*** Opening of Entries supplied ***

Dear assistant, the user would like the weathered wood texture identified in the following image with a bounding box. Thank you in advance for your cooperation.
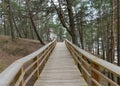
[65,39,120,86]
[34,42,87,86]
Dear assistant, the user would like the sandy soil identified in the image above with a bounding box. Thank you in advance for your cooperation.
[0,35,42,72]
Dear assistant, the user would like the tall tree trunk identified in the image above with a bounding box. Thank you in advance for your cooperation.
[3,16,7,35]
[117,0,120,66]
[106,21,111,61]
[101,39,105,60]
[30,24,34,39]
[109,0,115,63]
[47,28,50,42]
[66,0,78,45]
[79,20,84,49]
[117,0,120,84]
[2,0,7,35]
[12,16,22,38]
[97,30,100,55]
[97,39,100,55]
[8,0,15,40]
[25,0,45,45]
[78,26,84,49]
[51,0,78,45]
[96,18,100,55]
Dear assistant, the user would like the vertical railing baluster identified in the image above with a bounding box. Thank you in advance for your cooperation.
[33,57,39,81]
[91,63,100,86]
[21,67,24,86]
[36,56,39,78]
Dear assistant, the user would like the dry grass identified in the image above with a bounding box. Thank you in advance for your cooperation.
[0,35,43,73]
[0,60,7,72]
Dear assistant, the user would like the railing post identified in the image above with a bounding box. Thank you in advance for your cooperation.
[21,67,24,86]
[65,39,120,86]
[81,55,87,81]
[70,46,78,65]
[91,63,100,86]
[36,56,39,78]
[33,56,39,80]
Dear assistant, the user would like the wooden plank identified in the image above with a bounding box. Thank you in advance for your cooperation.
[65,40,120,86]
[34,42,87,86]
[66,40,120,76]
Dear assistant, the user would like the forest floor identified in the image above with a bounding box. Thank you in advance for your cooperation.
[0,35,42,73]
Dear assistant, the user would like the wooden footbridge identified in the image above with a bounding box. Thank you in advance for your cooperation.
[0,40,120,86]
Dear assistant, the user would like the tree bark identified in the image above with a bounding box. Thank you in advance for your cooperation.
[26,0,45,45]
[117,0,120,66]
[66,0,78,45]
[3,16,7,35]
[79,17,84,49]
[51,0,78,45]
[7,0,15,40]
[117,0,120,84]
[12,15,22,38]
[109,0,115,63]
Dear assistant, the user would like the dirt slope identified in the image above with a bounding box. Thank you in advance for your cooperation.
[0,35,42,72]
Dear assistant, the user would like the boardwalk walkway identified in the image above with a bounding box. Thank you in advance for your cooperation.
[34,42,87,86]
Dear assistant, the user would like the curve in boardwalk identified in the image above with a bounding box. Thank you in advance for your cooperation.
[34,42,87,86]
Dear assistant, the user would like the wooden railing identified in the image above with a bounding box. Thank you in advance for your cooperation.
[0,40,56,86]
[65,39,120,86]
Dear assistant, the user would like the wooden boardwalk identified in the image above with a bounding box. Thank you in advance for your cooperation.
[34,42,87,86]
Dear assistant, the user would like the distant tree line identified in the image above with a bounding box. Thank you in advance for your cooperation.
[0,0,65,44]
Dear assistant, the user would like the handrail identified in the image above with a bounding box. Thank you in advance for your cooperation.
[0,40,56,86]
[65,39,120,86]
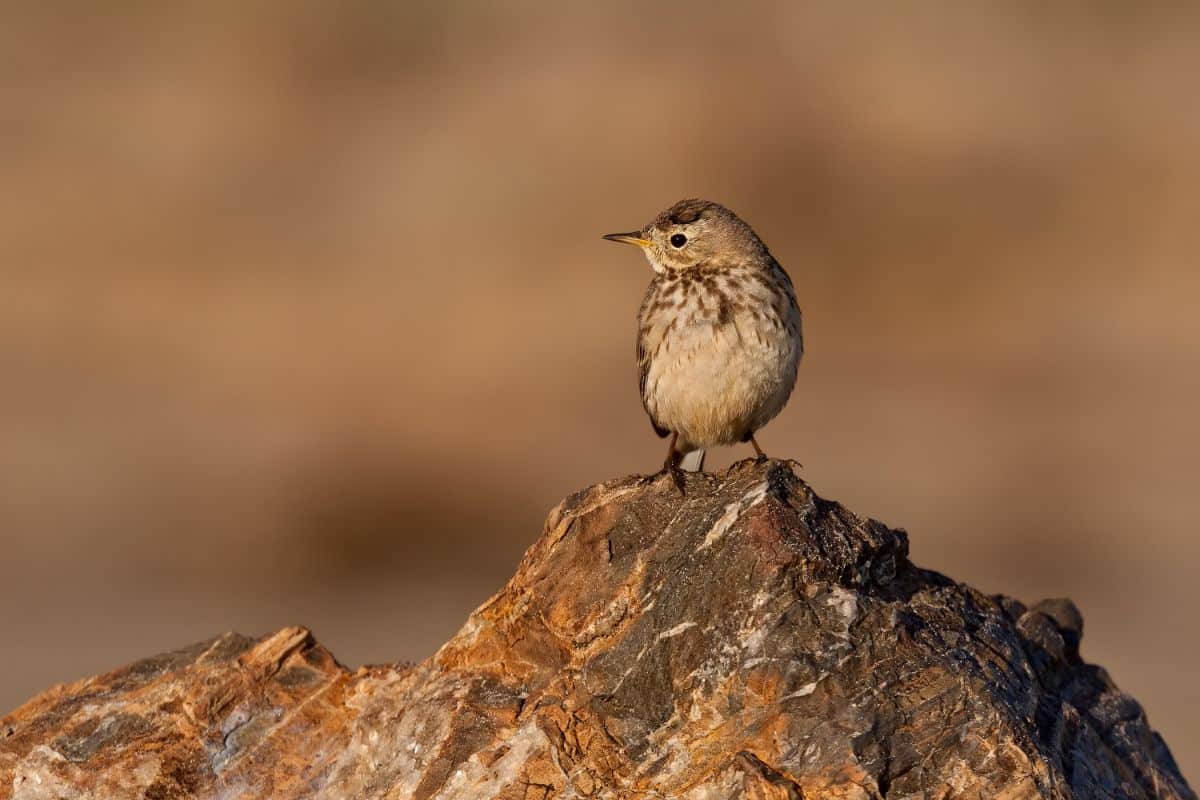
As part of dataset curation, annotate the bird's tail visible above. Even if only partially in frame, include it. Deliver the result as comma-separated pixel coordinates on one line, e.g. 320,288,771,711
678,449,706,472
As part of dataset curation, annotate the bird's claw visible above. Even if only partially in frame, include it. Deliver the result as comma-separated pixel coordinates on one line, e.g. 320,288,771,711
655,462,686,495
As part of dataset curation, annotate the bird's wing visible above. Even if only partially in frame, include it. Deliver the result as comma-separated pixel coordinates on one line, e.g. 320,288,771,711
637,335,670,438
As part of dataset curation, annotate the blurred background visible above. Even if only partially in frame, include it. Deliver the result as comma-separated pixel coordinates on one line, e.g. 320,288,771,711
2,0,1197,780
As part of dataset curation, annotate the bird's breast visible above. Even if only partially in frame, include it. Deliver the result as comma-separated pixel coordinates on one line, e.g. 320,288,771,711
638,276,801,448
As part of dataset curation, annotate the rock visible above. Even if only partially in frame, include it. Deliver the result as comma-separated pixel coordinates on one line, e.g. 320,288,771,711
1,460,1194,799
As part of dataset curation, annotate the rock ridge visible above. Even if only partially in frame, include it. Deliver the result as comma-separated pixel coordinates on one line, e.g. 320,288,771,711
1,460,1193,799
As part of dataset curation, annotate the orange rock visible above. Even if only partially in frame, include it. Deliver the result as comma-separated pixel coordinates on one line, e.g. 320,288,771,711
1,462,1194,798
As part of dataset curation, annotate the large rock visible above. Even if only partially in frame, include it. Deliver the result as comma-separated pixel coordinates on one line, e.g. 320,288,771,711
1,461,1193,799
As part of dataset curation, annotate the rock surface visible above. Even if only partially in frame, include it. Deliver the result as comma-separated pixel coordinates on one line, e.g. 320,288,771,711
1,461,1194,799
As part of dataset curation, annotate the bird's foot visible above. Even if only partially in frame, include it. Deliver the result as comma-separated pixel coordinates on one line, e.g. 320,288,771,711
668,463,686,494
655,460,686,494
646,465,686,494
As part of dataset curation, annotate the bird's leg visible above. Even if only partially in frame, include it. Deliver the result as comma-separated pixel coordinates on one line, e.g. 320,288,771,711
663,432,686,493
663,432,680,470
748,434,767,462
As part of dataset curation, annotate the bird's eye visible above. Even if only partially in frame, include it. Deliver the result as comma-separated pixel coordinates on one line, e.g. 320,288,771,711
670,233,687,248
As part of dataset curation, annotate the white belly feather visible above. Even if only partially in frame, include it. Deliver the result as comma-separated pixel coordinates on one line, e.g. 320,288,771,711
643,311,800,451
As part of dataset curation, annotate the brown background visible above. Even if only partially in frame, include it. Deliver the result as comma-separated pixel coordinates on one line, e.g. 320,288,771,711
2,1,1197,782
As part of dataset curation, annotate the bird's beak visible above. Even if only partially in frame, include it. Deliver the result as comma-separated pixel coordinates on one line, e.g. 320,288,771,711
602,231,651,248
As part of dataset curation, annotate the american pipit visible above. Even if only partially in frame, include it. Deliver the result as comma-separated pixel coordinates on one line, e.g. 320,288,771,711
604,199,802,487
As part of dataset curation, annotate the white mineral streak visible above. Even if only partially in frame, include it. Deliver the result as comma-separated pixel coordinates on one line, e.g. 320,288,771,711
213,782,256,800
12,747,74,800
612,620,701,695
657,621,699,641
683,771,742,800
576,557,654,647
660,742,693,781
324,673,438,799
740,624,768,656
781,681,818,700
826,586,859,628
12,749,164,800
699,481,768,549
750,589,773,611
575,596,630,645
434,719,555,800
726,591,780,670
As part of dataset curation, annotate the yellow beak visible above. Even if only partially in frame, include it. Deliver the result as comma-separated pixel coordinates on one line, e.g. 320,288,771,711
602,231,651,248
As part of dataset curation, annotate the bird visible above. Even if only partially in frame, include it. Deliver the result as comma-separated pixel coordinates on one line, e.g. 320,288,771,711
604,198,802,488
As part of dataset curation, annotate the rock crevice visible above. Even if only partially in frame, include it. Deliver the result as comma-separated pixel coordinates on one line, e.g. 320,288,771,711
1,461,1194,799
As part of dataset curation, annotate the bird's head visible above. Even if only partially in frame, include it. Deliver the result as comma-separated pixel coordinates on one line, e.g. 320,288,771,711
604,198,766,275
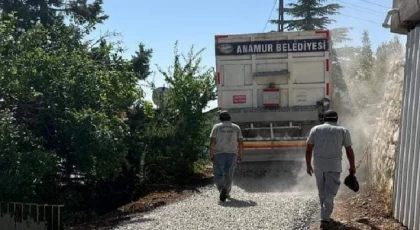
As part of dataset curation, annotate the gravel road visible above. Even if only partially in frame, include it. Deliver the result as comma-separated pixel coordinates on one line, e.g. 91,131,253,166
113,166,322,230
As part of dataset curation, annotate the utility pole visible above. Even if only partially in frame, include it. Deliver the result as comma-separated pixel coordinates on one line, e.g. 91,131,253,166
278,0,284,32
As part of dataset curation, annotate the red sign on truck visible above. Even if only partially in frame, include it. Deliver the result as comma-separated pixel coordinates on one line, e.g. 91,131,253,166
233,95,246,104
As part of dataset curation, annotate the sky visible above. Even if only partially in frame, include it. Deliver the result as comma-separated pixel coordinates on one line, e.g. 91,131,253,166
90,0,405,110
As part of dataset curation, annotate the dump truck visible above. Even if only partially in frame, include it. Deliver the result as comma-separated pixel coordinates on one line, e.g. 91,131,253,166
214,30,333,175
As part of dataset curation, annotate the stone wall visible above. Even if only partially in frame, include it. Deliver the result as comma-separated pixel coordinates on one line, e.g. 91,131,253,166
369,60,404,205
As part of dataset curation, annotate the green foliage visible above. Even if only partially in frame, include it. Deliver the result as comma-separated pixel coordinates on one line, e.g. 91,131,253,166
0,0,107,31
0,109,57,203
346,30,402,114
143,43,216,183
0,4,215,227
330,27,352,108
0,19,141,181
271,0,342,31
355,30,374,82
0,14,153,224
132,43,153,80
346,30,375,110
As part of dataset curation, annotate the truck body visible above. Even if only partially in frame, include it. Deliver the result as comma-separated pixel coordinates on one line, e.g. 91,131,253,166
214,30,333,162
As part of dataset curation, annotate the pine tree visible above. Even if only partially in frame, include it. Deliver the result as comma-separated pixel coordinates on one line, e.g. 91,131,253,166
330,27,353,114
349,30,375,111
0,0,107,29
330,28,351,93
270,0,342,31
355,30,374,82
132,43,153,80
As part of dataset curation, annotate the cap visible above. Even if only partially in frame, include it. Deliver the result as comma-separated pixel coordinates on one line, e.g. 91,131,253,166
344,173,360,192
324,110,338,120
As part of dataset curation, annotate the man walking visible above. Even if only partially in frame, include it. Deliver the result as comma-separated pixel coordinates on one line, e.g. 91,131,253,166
305,110,356,228
209,110,244,202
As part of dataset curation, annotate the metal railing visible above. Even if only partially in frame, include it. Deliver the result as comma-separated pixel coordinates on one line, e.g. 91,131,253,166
0,202,64,230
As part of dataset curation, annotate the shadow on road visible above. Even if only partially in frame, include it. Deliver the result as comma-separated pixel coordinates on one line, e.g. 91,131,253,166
122,217,155,225
68,215,155,230
218,198,257,208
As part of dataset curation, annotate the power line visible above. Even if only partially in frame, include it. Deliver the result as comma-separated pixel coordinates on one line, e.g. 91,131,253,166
339,13,382,25
341,6,383,16
341,6,383,17
336,0,386,15
263,0,278,32
356,0,390,9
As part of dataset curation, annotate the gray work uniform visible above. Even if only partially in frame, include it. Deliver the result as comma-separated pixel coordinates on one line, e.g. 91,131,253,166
306,122,352,222
210,121,243,192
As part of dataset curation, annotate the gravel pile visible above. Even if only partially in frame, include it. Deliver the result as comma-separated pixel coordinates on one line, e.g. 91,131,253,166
113,182,320,230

*** Close of Entries supplied ***

Prompt.
In the records above, copy exactly the lines from the one that contains "As part of dataset curation, annotate the gray" through the last, and nothing else.

Problem solution.
As part of dataset curation, annotate the gray work uniform visible above. Even if only partially in frame, include it. Deliver the result as comma-separated pixel coordinates on one line, e.g. 91,131,253,166
306,122,352,222
210,121,243,192
As part of dataset curation, annotate the gravel pile visible above. Even if only partially in frame, include it. Deliver the result as comma-separated pixel coordinates on one line, e.g. 91,131,253,166
113,182,320,230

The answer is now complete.